------ EXERCISE PASSAGE

For nearly 3 years now, Tinder Tales has tapped into something that everyone is experiencing. And as long as online dating apps are de rigour, and Toronto stays significantly single, there’s no signs of the show slowing down. And in fact, it’s poised to keep expanding into more cities across Canada – just ask our sister show in Vancouver.

On Tuesday June 6th at the Royal Theatre in Toronto, Tinder Tales presents a live-to-tape showcase featuring some of the top, audience favourite stories and performers who’ve appeared on the show since 2014. Tickets are available right here

And you can catch regular monthly shows at the Gladstone Hotel and I’ll Be Seeing You, and regular rotating shows on stages throughout the city on their website.

------------

> _WORK TO COMPLETE_
Rewrite the Tinder Tales passage from "And you can" to "city on their website.", putting "weekly" in place of "monthly".

------ EXTRACTED INFORMATION

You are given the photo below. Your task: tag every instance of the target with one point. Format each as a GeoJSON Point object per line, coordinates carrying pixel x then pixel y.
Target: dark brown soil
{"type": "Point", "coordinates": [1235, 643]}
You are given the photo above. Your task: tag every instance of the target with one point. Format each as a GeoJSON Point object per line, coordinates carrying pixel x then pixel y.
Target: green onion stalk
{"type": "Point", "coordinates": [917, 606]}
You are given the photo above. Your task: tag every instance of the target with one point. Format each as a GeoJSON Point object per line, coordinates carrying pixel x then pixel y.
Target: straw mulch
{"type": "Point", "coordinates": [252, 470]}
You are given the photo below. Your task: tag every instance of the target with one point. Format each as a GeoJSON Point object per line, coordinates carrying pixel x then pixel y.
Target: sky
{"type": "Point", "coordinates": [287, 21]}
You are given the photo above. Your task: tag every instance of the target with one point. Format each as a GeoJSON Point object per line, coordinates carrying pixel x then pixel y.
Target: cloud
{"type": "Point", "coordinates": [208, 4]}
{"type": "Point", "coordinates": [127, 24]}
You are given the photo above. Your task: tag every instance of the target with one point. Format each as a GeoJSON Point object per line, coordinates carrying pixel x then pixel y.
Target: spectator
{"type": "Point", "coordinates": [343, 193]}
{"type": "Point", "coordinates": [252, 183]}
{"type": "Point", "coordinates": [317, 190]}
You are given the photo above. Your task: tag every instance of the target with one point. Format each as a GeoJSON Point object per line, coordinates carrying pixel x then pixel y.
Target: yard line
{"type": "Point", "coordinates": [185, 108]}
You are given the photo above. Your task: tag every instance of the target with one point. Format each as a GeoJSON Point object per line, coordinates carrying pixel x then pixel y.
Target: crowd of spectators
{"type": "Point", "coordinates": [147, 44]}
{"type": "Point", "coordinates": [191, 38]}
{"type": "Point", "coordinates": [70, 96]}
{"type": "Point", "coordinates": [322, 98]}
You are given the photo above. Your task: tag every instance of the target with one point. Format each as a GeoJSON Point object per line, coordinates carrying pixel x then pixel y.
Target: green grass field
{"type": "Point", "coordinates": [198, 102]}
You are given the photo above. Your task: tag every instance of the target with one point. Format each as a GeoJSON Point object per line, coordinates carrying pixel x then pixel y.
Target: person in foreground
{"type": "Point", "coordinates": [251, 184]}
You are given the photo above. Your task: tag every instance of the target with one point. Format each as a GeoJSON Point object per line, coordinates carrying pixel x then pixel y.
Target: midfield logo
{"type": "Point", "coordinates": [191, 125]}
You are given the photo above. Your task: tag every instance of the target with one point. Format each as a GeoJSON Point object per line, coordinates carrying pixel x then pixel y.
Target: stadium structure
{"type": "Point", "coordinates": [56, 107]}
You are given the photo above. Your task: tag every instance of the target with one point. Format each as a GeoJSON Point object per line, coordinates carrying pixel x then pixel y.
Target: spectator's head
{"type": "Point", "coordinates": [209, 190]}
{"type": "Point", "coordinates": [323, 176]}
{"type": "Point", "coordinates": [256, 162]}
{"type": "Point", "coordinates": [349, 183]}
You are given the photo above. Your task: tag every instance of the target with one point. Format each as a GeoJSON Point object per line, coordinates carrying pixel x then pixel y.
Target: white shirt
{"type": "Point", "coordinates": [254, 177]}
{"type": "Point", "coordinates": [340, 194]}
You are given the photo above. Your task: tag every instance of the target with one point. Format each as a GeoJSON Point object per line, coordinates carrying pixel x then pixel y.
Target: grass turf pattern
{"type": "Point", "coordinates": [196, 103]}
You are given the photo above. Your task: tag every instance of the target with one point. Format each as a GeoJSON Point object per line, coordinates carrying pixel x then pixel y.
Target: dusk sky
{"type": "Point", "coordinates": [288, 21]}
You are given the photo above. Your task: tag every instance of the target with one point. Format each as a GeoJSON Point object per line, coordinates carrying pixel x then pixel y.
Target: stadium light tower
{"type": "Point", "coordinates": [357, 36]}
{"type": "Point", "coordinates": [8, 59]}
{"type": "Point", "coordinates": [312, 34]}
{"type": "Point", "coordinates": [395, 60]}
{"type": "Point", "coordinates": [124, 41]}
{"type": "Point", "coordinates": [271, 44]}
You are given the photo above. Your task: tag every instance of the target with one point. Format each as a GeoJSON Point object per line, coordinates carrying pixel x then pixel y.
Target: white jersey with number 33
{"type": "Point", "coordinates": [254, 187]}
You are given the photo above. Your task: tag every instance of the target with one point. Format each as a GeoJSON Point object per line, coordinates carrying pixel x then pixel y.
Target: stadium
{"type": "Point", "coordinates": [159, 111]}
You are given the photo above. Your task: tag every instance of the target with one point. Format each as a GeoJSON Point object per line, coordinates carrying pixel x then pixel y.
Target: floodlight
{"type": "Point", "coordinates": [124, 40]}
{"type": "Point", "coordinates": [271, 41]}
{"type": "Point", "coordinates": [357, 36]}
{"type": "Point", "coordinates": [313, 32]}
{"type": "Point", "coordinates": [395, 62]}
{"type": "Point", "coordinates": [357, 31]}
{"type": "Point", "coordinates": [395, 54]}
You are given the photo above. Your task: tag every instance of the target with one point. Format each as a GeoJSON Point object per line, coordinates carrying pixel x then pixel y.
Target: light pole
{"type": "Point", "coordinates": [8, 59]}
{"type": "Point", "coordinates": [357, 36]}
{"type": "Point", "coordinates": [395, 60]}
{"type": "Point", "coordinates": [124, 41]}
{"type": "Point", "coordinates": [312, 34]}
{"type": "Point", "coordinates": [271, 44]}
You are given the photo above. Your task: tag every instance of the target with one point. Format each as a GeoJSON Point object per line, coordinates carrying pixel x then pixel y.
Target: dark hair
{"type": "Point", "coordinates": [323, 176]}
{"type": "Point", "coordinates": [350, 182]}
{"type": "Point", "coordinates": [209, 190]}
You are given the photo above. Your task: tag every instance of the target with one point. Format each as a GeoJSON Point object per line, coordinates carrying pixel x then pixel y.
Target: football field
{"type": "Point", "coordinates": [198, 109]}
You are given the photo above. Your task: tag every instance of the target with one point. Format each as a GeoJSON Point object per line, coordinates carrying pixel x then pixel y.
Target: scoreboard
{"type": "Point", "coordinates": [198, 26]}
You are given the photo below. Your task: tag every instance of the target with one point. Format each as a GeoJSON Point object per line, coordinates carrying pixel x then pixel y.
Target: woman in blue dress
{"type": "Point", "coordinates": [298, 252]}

------------

> _WRITTEN RESPONSE_
And you can catch regular weekly shows at the Gladstone Hotel and I’ll Be Seeing You, and regular rotating shows on stages throughout the city on their website.